*Data records*
—————

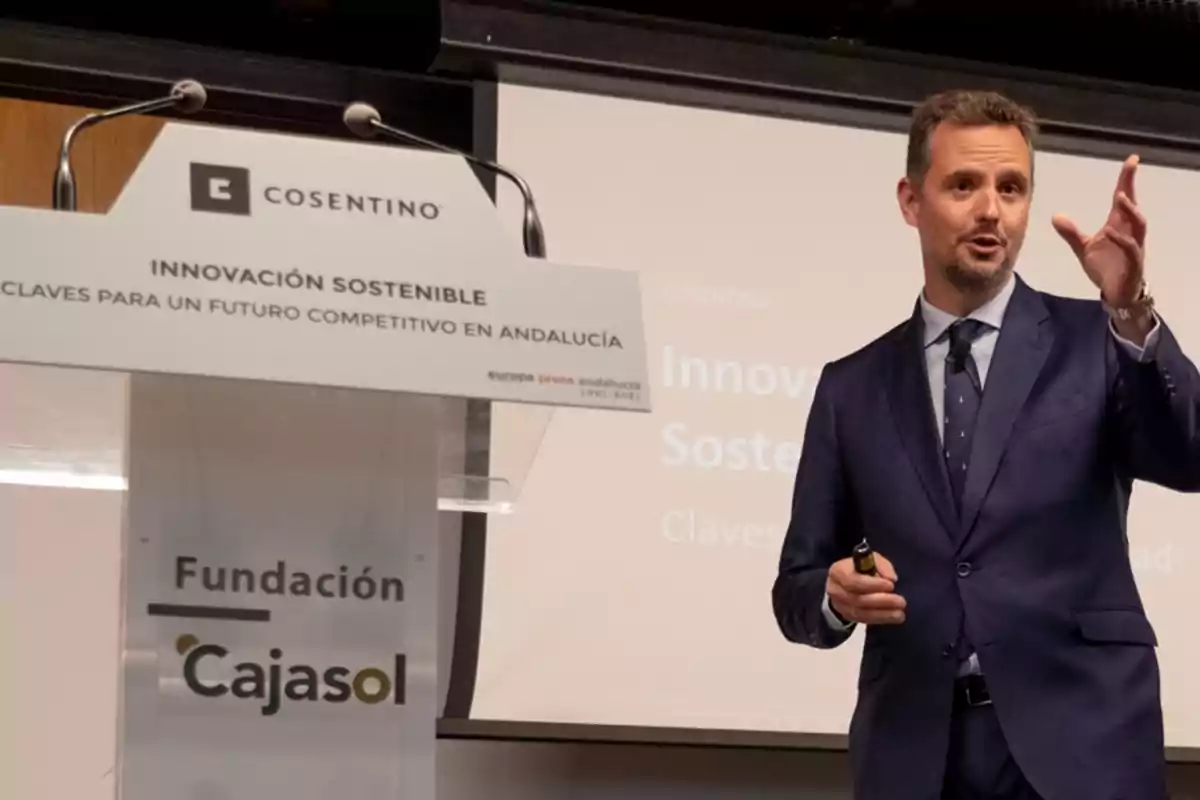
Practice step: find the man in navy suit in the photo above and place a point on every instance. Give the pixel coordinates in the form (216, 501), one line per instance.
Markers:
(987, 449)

—————

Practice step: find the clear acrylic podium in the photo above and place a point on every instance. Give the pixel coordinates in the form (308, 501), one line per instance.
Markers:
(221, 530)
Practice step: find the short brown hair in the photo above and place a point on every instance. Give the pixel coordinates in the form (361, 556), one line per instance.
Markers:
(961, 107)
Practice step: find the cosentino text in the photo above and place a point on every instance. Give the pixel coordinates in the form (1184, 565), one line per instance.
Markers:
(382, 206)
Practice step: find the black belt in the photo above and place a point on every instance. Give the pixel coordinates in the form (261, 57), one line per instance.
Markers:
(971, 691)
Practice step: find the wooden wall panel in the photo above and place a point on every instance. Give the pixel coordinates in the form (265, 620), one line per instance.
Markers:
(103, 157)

—————

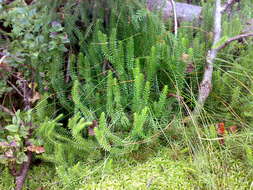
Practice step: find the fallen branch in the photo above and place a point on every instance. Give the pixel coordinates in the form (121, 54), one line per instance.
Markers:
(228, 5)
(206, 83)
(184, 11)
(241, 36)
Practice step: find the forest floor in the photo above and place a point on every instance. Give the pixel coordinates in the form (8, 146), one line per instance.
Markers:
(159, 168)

—————

Could you copy each line in the listing above that includes the word "form"?

*Written solution*
Practice step: find the man in navy suit in the photo above and place a point on every instance. Give the pixel coordinates in the form (216, 501), one line per instance.
Practice step: find the clear acrylic podium in the photo above and place a point on every instance. Give the pixel coordinates in the form (308, 501), one line per instance.
Practice step: find the short brown hair in the photo above and place a point on every instance. Give the pixel coordinates in the form (361, 556), one line per instance.
Practice step: find the cosentino text in the photo above and place a point on every instance. Give the pixel coordinates in the form (1184, 565), one line per instance.
Practice step: find the black belt in the photo above and place a point on every instance. Give the pixel coordinates in the form (261, 57), one line per instance.
Practice step: find the wooden wall panel in the photo above and place a point on every instance. Give the pixel coordinates in the form (265, 620), one line per instance.
Practice step: find the fallen branch in the photo above and place a point on every instance. Give the pixel coordinates in the form (121, 54), one line per instance.
Practice step: find the forest floor in the photo above and place a point on every instance. Give the pixel coordinates in the form (8, 146), one line per instance.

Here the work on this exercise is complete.